> **Instruction**:
Write what comes next in the passage below on bear rituals and myths, picking up after its last sentence.
### Document ###
Little Bird, an Ojibwa woman, photographed by Roland W. Reed in 1908

 
Portray of an Ojibwa woman, photographed in 1907 by Roland W. Reed (National Geographic Society)

 

These traditions are extraordinarily similar to what is known of the ancient Greek sanctuary of Artemis at Brauron, near Athens. Here, a group of girls remained for a certain time in the sanctuary, were they submitted themselves to the arkteia, a ritual performance during which they had to imitate the bears, or, to put it better, to become “she-bears” (arktoi) (Brelich 1969: 229 sgg.). The mythical narrative related to this ritual explained that a she-bear had been killed, because it had wounded a girl. The oracle of Delphi ordained that the Athenian girls, from then on, should have to “make the bears” during the “she-bear ritual”  (arkteia). It is rather unlikely that in Classical time  this ceremony was celebrated by all the Athenian girls. More probably only some girls, selected with principles which we do not know, had to represent all the girls of the same age (Dowden 1989: 33-34).  It is also possible that the ones called “she-bears” were the priestesses who were leading the ceremony, as well as their disciples.
Perhaps in conjunction with this customs, there are several mythic tales which tell of the transformation of a woman into a bear. In one of its more diffused variants, a young woman refused all marriage proposals and every day she left the village to go into the woods, where she encountered her secret lover, a bear. When the villagers discovered this, on the advice of the girl’s younger sister, they decided to kill the animal in an ambush. Some time after this, while she was playing with her younger sister, the young woman began to joke imitating a bear’s behaviour, but she turned actually into a fierce bear, which attacked and killed many people in the encampment. Her six brothers, with the sister, tried to escape but were pursued by the enraged bear. They climbed on the top of a tree and from there were finally able to kill the pursuing animal. Then, they decided to go in the sky, where they turned into the stars of the Big Dipper [also called “Great Bear”, Ursa Major] (Comba 1999).
### Entries provided ###
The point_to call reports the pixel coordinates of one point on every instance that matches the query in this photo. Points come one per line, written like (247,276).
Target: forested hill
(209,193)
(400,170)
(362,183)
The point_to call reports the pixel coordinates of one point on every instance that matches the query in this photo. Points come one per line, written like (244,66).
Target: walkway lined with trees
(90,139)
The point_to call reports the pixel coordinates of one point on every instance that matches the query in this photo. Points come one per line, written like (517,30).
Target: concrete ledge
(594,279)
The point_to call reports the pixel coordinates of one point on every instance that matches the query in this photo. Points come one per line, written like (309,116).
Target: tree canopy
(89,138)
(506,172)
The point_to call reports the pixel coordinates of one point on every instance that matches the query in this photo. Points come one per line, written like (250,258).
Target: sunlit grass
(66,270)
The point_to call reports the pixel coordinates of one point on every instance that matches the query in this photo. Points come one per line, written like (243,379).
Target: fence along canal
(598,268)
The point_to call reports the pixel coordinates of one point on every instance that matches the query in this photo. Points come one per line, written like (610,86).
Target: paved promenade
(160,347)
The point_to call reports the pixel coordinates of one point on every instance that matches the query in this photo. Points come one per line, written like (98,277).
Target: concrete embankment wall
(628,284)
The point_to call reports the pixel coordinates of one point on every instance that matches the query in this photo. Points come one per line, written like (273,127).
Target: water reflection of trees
###
> **Exercise response**:
One of the places in which, according to the legends, this story was located is the rocky hill known as Devils Tower, in Wyoming, which was known by the Native peoples of the area as the “Mountain of the Bear”. On top of this mountain a group of children found a temporary refuge trying to escape to their companion, a girl who had turned into a huge bear and left the racks of her claws on the surface of the rock wall (Gunderson 1988).

 

Montagna dell'orso, Wyoming

 

Painting representing the myth of the woman transformed into a bear, located at Devils Tower, realized by Herbert A. Collins in 1936 (Devils Tower Visitor Center, Wyoming)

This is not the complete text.